*Exercise text*:
==================================================

Tactical budgets, hearing delays and inexperienced judges. Is budgeting working?
When it comes to budgeting, the theory is solid, but there are two major problems in practice. Firstly, the unacceptable delays in getting budgeting hearings listed. Secondly, the judges.
As the Gazette reported recently, parties are having to wait up to 10 months for case management conferences to be listed, by which time the budget will often be out of date.
And when the budget does come before the judge, the lack of proper training, or experience in what is a reasonable amount for lawyers to charge for a particular case, is only too apparent.
The new senior costs judge, Master Gordon-Saker, tackled this issue head on at a recent conference of the Commercial Litigation Association. In a refreshingly honest analysis of the situation, he explained that the training judges have received has focused on ‘the mechanics of budgeting’, such as how to chart a course through Precedent H.
But it has done nothing to help judges know how much lawyers should be able to charge for different types of case.
This wouldn’t be quite such a problem if more district judges were drawn from the solicitors’ profession, where at least a judge would be able to think back to what their own firm might have charged for a case – if their practice undertook that particular kind of work. But of course most DJs come from the bar, and they simply don’t have any such experience to draw upon.
Will the new guideline hourly rates help judges, when they eventually materialise? Actually not that much – because DJs will still need to make a judgment call on what is a reasonable number of hours for lawyers to spend on a case.
So faced with an empty knowledge bank on what a reasonable figure would look like, the danger is that judges will overly rely on a comparison between the two budgets. And budgeting becomes susceptible to tactical games.
Especially in the personal injury field, lawyers on both sides are complaining of ‘tactical’ budgeting. Defendants argue that claimant lawyers are putting in excessive budgets for routine cases, for example in the disease sphere. The judge will slash the budget by a certain percentage, but in defendant’s eyes, even the reduced figure is still far more than the claimant firm normally charges - with the judge lacking the knowledge to insist on a more realistic figure.
On the claimant side of the fence, lawyers argue that defendants are putting in excessively low budgets. Thanks to qualified one-way costs shifting, defendants have little chance of recovering their costs, even if they win – unless the claimant fails to beat an offer to settle. So why not pitch the budget low, and make the claimant’s figure look high? Plus, defendants will be understandably reluctant to spend too much time creating a budget in a QOCS regime where they know they are unlikely to get their costs back anyway.
What is the solution here? Having budgets assessed by costs judges, who see these cases day in, day out and have an excellent grasp of what constitutes a reasonable figure – would be a good solution. But you would need more costs judges, and that would involve expense. In these austere times, there is zero chance of a government of any colour choosing to spend its cash on ensuring that lawyers get paid the right amount.
Likewise, if judges had an independent costs lawyer available at court to assist them in making these judgments, that would be a huge help. But it’s not going to happen.
At the very least, the budgets filed with the court should be used to build up a database, tracking the type of case, and the legal fees budgeted and eventually awarded – though it would be a long time before this were big enough to offer any practical value.
And if we’re looking that far into the future, the problem may have been solved by other means. The fixed fees which have been introduced in lower-value personal injury work are intended to be extended throughout the fast track – and Lord Justice Jackson has recently been pushing for this to happen soon (albeit that the government has got other priorities).
But fixed fees will not necessarily stop at the fast track. Indeed, in a judgment only last month, a High Court judge called for fixed pricing of legal fees in litigation. He endorsed previous comments on the topic from Lord Neuberger, who back on May 2012 had highlighted the inefficiency of hourly billing, and suggested that fixed pricing will be the future.
If lawyers are litigating for a fixed fee, then budgeting will no longer be needed at all. Perhaps the profession may find itself looking back fondly at the days of Precedent H.

==================================================

*Given information*:
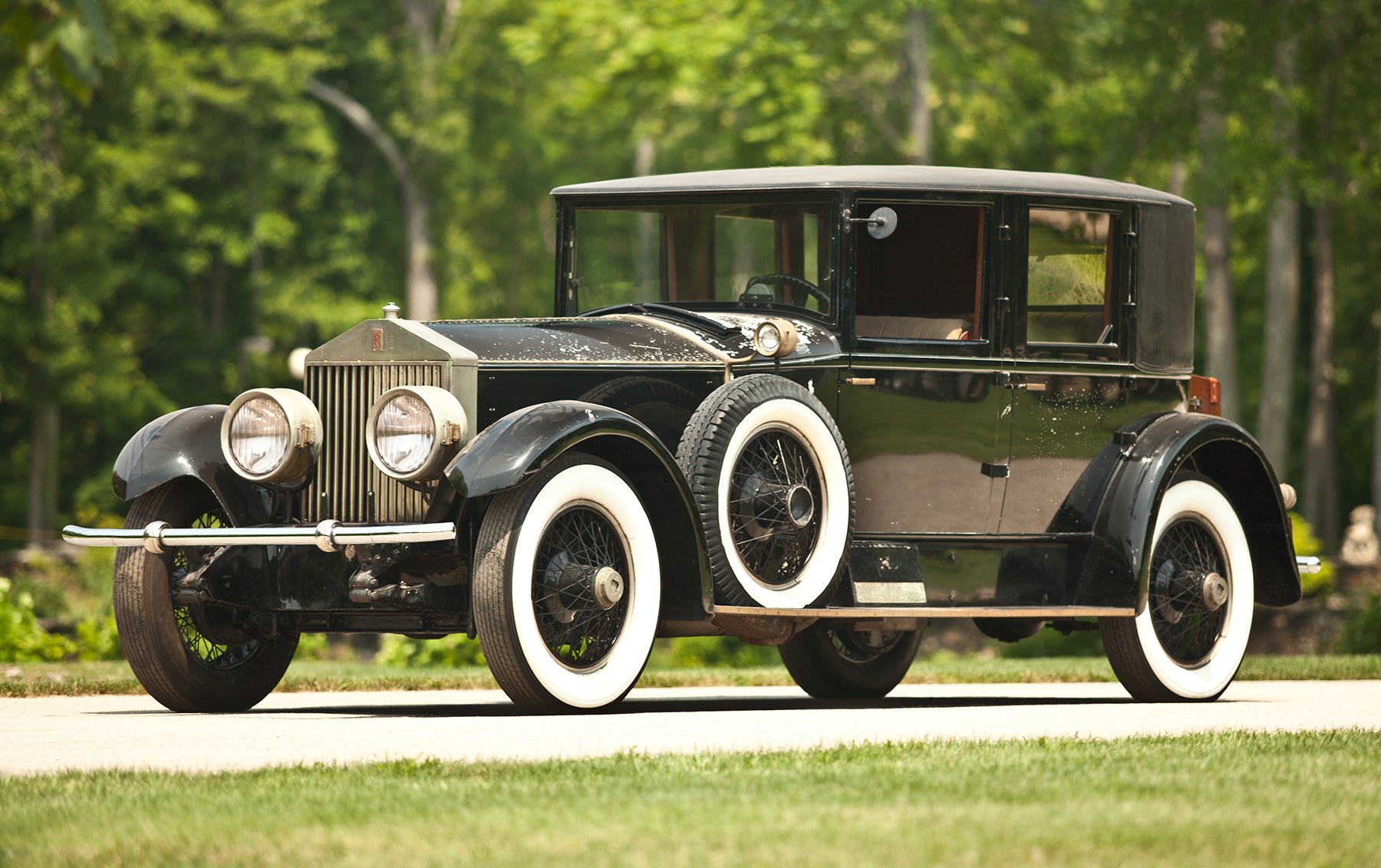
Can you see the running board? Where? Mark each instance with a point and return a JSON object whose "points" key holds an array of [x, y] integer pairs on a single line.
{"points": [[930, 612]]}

==================================================

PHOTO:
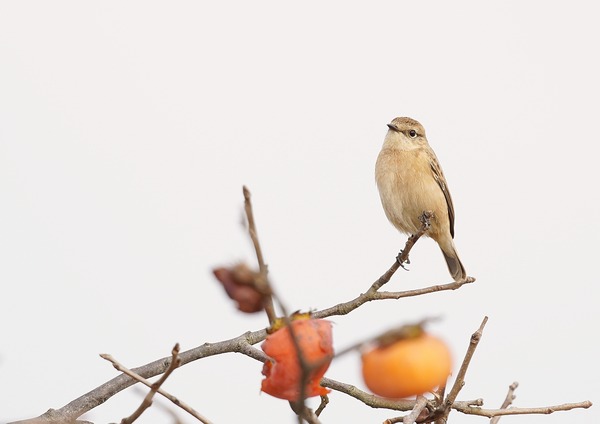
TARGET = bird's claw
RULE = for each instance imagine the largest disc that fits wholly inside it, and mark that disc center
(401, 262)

==================================================

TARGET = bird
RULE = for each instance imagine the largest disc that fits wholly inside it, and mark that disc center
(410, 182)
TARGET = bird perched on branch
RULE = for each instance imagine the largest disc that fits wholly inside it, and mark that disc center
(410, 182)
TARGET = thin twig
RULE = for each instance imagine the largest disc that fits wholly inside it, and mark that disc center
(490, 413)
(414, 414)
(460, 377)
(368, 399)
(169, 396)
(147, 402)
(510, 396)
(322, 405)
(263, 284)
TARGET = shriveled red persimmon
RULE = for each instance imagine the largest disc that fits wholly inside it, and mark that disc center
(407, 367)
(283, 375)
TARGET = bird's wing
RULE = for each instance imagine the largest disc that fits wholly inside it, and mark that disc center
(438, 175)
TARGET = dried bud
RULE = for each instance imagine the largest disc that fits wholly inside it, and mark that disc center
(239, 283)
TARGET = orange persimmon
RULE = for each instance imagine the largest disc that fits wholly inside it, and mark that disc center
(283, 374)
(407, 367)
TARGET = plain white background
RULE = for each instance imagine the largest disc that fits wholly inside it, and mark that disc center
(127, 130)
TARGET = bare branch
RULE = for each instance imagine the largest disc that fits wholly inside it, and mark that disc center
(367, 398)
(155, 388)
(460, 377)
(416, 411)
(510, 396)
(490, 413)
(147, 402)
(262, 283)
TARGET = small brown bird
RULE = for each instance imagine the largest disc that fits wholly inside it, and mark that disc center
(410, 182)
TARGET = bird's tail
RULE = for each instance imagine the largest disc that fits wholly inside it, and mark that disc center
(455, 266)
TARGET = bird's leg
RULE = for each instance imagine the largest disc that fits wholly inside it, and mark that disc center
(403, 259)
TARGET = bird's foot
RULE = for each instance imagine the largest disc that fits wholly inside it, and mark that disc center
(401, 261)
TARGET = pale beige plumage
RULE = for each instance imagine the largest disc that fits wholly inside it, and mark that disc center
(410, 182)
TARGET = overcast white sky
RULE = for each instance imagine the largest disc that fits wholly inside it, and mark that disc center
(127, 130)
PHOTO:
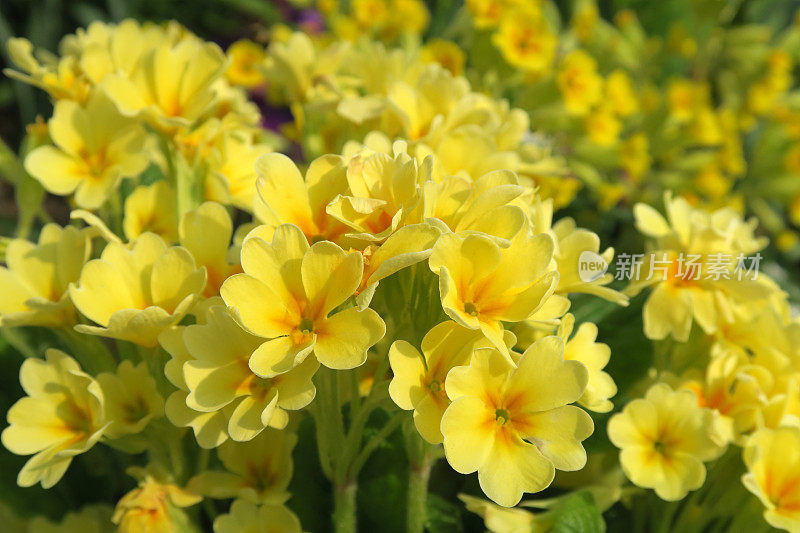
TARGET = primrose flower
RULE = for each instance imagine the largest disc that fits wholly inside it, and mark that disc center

==================================================

Copy the text on costs budgeting, starting with "The new senior" and going on through "through Precedent H.", and change "refreshingly honest" to "remarkably frank". The lines have no role in this exercise.

The new senior costs judge, Master Gordon-Saker, tackled this issue head on at a recent conference of the Commercial Litigation Association. In a remarkably frank analysis of the situation, he explained that the training judges have received has focused on ‘the mechanics of budgeting’, such as how to chart a course through Precedent H.